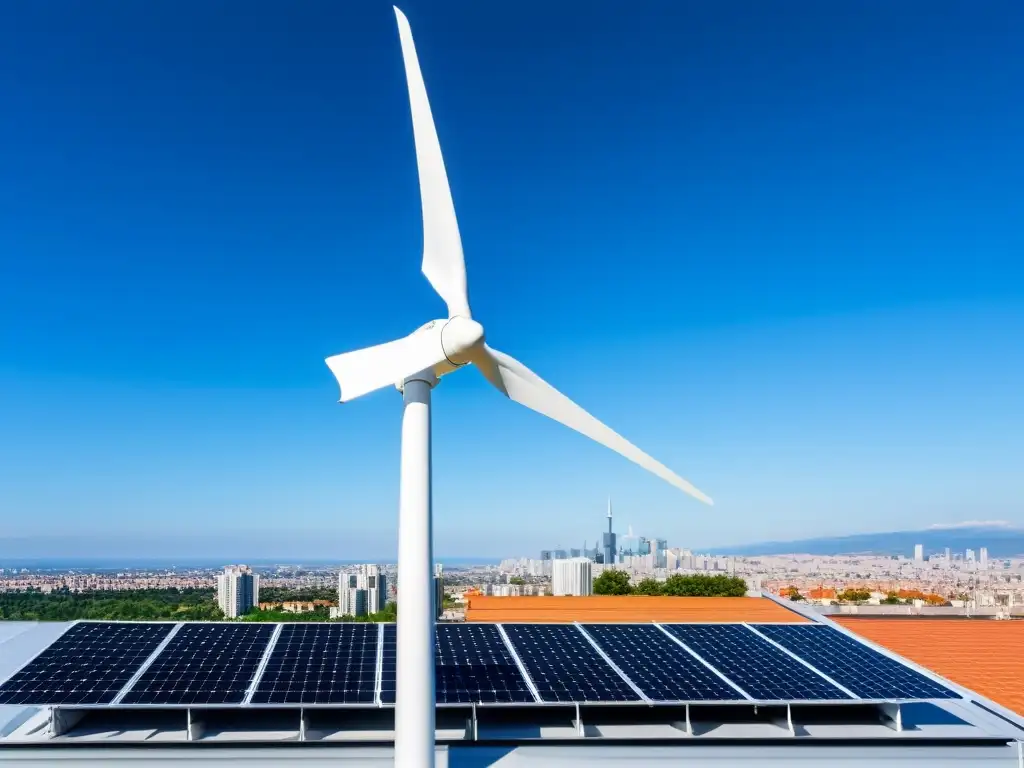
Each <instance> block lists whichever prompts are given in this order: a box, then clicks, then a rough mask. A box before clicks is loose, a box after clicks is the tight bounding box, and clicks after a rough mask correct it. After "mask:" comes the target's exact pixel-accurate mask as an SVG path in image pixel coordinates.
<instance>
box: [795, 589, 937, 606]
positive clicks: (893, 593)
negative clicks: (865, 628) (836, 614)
mask: <svg viewBox="0 0 1024 768" xmlns="http://www.w3.org/2000/svg"><path fill="white" fill-rule="evenodd" d="M781 594H782V596H783V597H788V598H790V599H791V600H805V599H806V598H805V597H804V596H803V595H802V594H800V590H798V589H797V588H796V587H787V588H786V589H784V590H782V592H781ZM870 598H871V593H870V591H869V590H865V589H856V588H853V589H845V590H843V591H842V592H839V593H838V594H837V595H836V600H835V602H839V603H863V602H867V601H868V600H869V599H870ZM914 600H924V601H925V602H926V603H928V604H929V605H949V604H950V602H949V601H948V600H946V598H944V597H942V595H926V594H925V593H923V592H918V591H916V590H913V591H905V590H901V591H900V592H889V593H887V594H886V596H885V597H884V598H882V599H881V600H879V602H880V603H881V604H882V605H912V604H913V601H914Z"/></svg>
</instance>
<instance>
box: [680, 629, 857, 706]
mask: <svg viewBox="0 0 1024 768" xmlns="http://www.w3.org/2000/svg"><path fill="white" fill-rule="evenodd" d="M663 626H664V627H665V628H666V629H667V630H669V632H671V633H672V634H673V635H675V636H676V637H678V638H679V639H680V640H682V641H683V642H684V643H686V645H687V646H689V647H690V648H692V649H693V650H694V651H695V652H696V653H698V654H699V655H700V656H701V657H702V658H705V659H706V660H707V662H708V663H709V664H711V665H712V666H713V667H714V668H715V669H717V670H718V671H719V672H721V673H722V674H723V675H725V676H726V677H727V678H729V679H730V680H731V681H732V682H734V683H735V684H736V685H738V686H739V687H740V688H742V689H743V690H744V691H746V692H748V693H749V694H750V695H751V696H753V697H754V698H758V699H763V700H802V699H842V698H850V696H849V695H847V694H846V693H844V692H843V691H841V690H840V689H839V688H837V687H836V686H835V685H833V684H831V683H829V682H828V681H827V680H825V679H824V678H823V677H821V676H820V675H818V674H816V673H815V672H814V671H813V670H809V669H807V668H806V667H804V666H803V665H802V664H800V663H799V662H797V660H796V659H794V658H791V657H790V656H788V655H786V654H785V653H783V652H782V651H780V650H779V649H778V648H776V647H774V646H773V645H772V644H771V643H769V642H767V641H766V640H764V639H763V638H760V637H758V636H757V635H755V634H754V633H753V632H751V631H750V630H749V629H746V628H745V627H741V626H737V625H696V624H691V625H685V624H674V625H669V624H667V625H663Z"/></svg>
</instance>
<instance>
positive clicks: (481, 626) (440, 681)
mask: <svg viewBox="0 0 1024 768" xmlns="http://www.w3.org/2000/svg"><path fill="white" fill-rule="evenodd" d="M434 659H435V665H436V666H435V669H436V680H437V700H438V702H443V703H467V702H484V703H492V702H498V701H501V702H506V703H507V702H512V701H532V700H534V694H532V693H530V692H529V686H527V685H526V681H525V679H524V678H523V676H522V673H521V672H519V668H518V667H517V666H516V663H515V659H513V658H512V654H511V653H509V649H508V647H507V646H506V645H505V641H504V640H503V639H502V636H501V633H500V632H499V631H498V628H497V627H495V626H494V625H486V624H463V625H438V626H437V650H436V654H435V656H434Z"/></svg>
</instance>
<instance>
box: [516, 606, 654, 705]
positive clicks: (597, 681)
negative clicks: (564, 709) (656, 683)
mask: <svg viewBox="0 0 1024 768" xmlns="http://www.w3.org/2000/svg"><path fill="white" fill-rule="evenodd" d="M503 627H504V628H505V633H506V634H507V635H508V636H509V640H511V641H512V645H513V647H515V650H516V653H517V654H518V656H519V658H520V659H521V660H522V664H523V666H524V667H525V668H526V673H527V674H528V675H529V677H530V678H531V679H532V681H534V685H535V686H536V687H537V689H538V692H539V693H540V694H541V698H543V699H544V700H545V701H637V700H640V697H639V696H638V695H637V694H636V692H635V691H634V690H633V689H632V688H631V687H630V686H629V685H628V684H627V683H626V681H625V680H623V679H622V678H621V677H620V676H618V674H617V673H616V672H615V671H614V670H613V669H611V667H609V666H608V663H607V662H605V660H604V659H603V658H601V655H600V654H599V653H598V652H597V651H596V650H595V649H594V646H593V645H591V644H590V642H589V641H588V640H587V638H586V637H584V635H583V633H581V632H580V630H579V629H577V628H575V627H573V626H572V625H566V624H534V625H530V624H506V625H503Z"/></svg>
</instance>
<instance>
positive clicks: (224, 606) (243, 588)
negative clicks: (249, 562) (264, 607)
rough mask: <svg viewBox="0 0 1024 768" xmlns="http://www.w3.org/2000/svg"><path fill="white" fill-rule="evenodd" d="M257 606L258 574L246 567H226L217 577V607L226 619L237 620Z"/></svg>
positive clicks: (227, 565) (241, 566) (218, 574)
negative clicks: (241, 615)
mask: <svg viewBox="0 0 1024 768" xmlns="http://www.w3.org/2000/svg"><path fill="white" fill-rule="evenodd" d="M258 604H259V573H253V571H252V568H250V567H249V566H248V565H226V566H224V572H223V573H220V574H218V575H217V605H219V606H220V609H221V610H222V611H224V615H225V616H227V617H228V618H238V617H239V616H241V615H244V614H246V613H248V612H249V610H250V609H251V608H252V607H253V606H254V605H258Z"/></svg>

Assignment: Reproduce every line above exactly as written, omitting the images.

The answer:
Each <instance> block lists whichever prompts are given in this order: a box, then clicks, then a rough mask. A box before clicks is loose, a box after clicks is the tight bounding box, and clicks after a rough mask correct it. After "mask:" comes the target's exact pixel-accurate mask as an SVG path in image pixel coordinates.
<instance>
box: [795, 589, 937, 606]
positive clicks: (893, 593)
negative clicks: (865, 628) (836, 614)
mask: <svg viewBox="0 0 1024 768" xmlns="http://www.w3.org/2000/svg"><path fill="white" fill-rule="evenodd" d="M781 594H782V596H783V597H788V598H790V599H791V600H805V599H806V598H805V597H804V596H803V595H802V594H800V590H798V589H797V588H796V587H787V588H786V589H784V590H782V592H781ZM870 598H871V593H870V591H869V590H865V589H856V588H853V589H845V590H843V591H842V592H839V593H838V594H837V595H836V600H835V602H839V603H863V602H867V601H868V600H869V599H870ZM914 600H924V601H925V602H926V603H928V604H929V605H949V604H950V602H949V601H948V600H946V598H944V597H942V595H926V594H925V593H923V592H918V591H916V590H913V591H905V590H901V591H900V592H889V593H887V594H886V596H885V597H884V598H882V599H881V600H879V602H880V603H881V604H882V605H912V604H913V601H914Z"/></svg>
</instance>
<instance>
box: [680, 629, 857, 706]
mask: <svg viewBox="0 0 1024 768" xmlns="http://www.w3.org/2000/svg"><path fill="white" fill-rule="evenodd" d="M663 626H664V627H665V628H666V629H667V630H669V632H671V633H672V634H673V635H675V636H676V637H678V638H679V639H680V640H682V641H683V642H684V643H686V645H687V646H689V647H690V648H692V649H693V650H694V651H695V652H696V653H698V654H699V655H700V656H701V657H702V658H705V659H706V660H707V662H708V663H709V664H711V665H712V666H713V667H714V668H715V669H717V670H718V671H719V672H721V673H722V674H723V675H725V676H726V677H727V678H729V679H730V680H731V681H732V682H734V683H735V684H736V685H738V686H739V687H740V688H742V689H743V690H744V691H746V692H748V693H749V694H750V695H751V696H753V697H754V698H758V699H763V700H802V699H842V698H850V696H849V695H847V694H846V693H844V692H843V691H841V690H840V689H839V688H837V687H836V686H835V685H833V684H831V683H829V682H828V681H827V680H825V679H824V678H823V677H821V676H820V675H818V674H816V673H815V672H814V671H813V670H809V669H807V668H806V667H804V666H803V665H802V664H800V663H799V662H797V660H796V659H794V658H791V657H790V656H788V655H786V654H785V653H783V652H782V651H780V650H779V649H778V648H776V647H774V646H773V645H772V644H771V643H769V642H767V641H766V640H764V639H763V638H760V637H758V636H757V635H755V634H754V633H753V632H751V631H750V630H749V629H746V628H745V627H741V626H737V625H696V624H691V625H685V624H674V625H669V624H667V625H663Z"/></svg>
</instance>
<instance>
positive clicks: (481, 626) (440, 681)
mask: <svg viewBox="0 0 1024 768" xmlns="http://www.w3.org/2000/svg"><path fill="white" fill-rule="evenodd" d="M434 659H435V665H436V666H435V669H436V680H437V700H438V702H443V703H467V702H484V703H492V702H498V701H501V702H506V703H507V702H512V701H532V700H534V694H532V693H530V692H529V686H527V685H526V681H525V679H524V678H523V676H522V673H521V672H519V668H518V667H517V666H516V663H515V659H513V658H512V654H511V653H509V649H508V647H507V646H506V645H505V641H504V640H503V639H502V636H501V633H500V632H499V631H498V628H497V627H495V626H494V625H486V624H463V625H438V626H437V650H436V654H435V656H434Z"/></svg>
</instance>
<instance>
box: [516, 606, 654, 705]
positive clicks: (597, 681)
negative clicks: (564, 709) (656, 683)
mask: <svg viewBox="0 0 1024 768" xmlns="http://www.w3.org/2000/svg"><path fill="white" fill-rule="evenodd" d="M503 627H504V628H505V633H506V634H507V635H508V636H509V640H511V641H512V645H513V647H515V650H516V653H517V654H518V656H519V658H520V659H521V660H522V664H523V666H524V667H525V668H526V673H527V674H528V675H529V677H530V678H531V679H532V681H534V685H535V686H536V687H537V689H538V692H539V693H540V694H541V698H543V699H544V700H545V701H637V700H640V697H639V696H638V695H637V694H636V692H635V691H634V690H633V689H632V688H631V687H630V686H629V685H628V684H627V683H626V681H625V680H623V679H622V678H621V677H620V676H618V674H617V673H616V672H615V671H614V670H613V669H611V667H609V666H608V663H607V662H605V660H604V659H603V658H601V655H600V654H599V653H598V652H597V651H596V650H595V649H594V646H593V645H591V644H590V642H589V641H588V640H587V638H586V637H584V635H583V633H581V632H580V630H579V629H577V628H575V627H573V626H572V625H566V624H534V625H530V624H506V625H503Z"/></svg>
</instance>
<instance>
positive clicks: (224, 606) (243, 588)
negative clicks: (249, 562) (264, 607)
rough mask: <svg viewBox="0 0 1024 768" xmlns="http://www.w3.org/2000/svg"><path fill="white" fill-rule="evenodd" d="M257 606L258 574L246 567H226L217 577V607L226 619L237 620Z"/></svg>
positive clicks: (227, 565) (241, 566) (218, 574)
negative clicks: (241, 615)
mask: <svg viewBox="0 0 1024 768" xmlns="http://www.w3.org/2000/svg"><path fill="white" fill-rule="evenodd" d="M258 604H259V573H253V571H252V568H250V567H249V566H248V565H226V566H224V572H223V573H220V574H218V575H217V605H219V606H220V609H221V610H222V611H224V615H225V616H227V617H228V618H238V617H239V616H241V615H244V614H246V613H248V612H249V610H250V609H251V608H252V607H253V606H254V605H258Z"/></svg>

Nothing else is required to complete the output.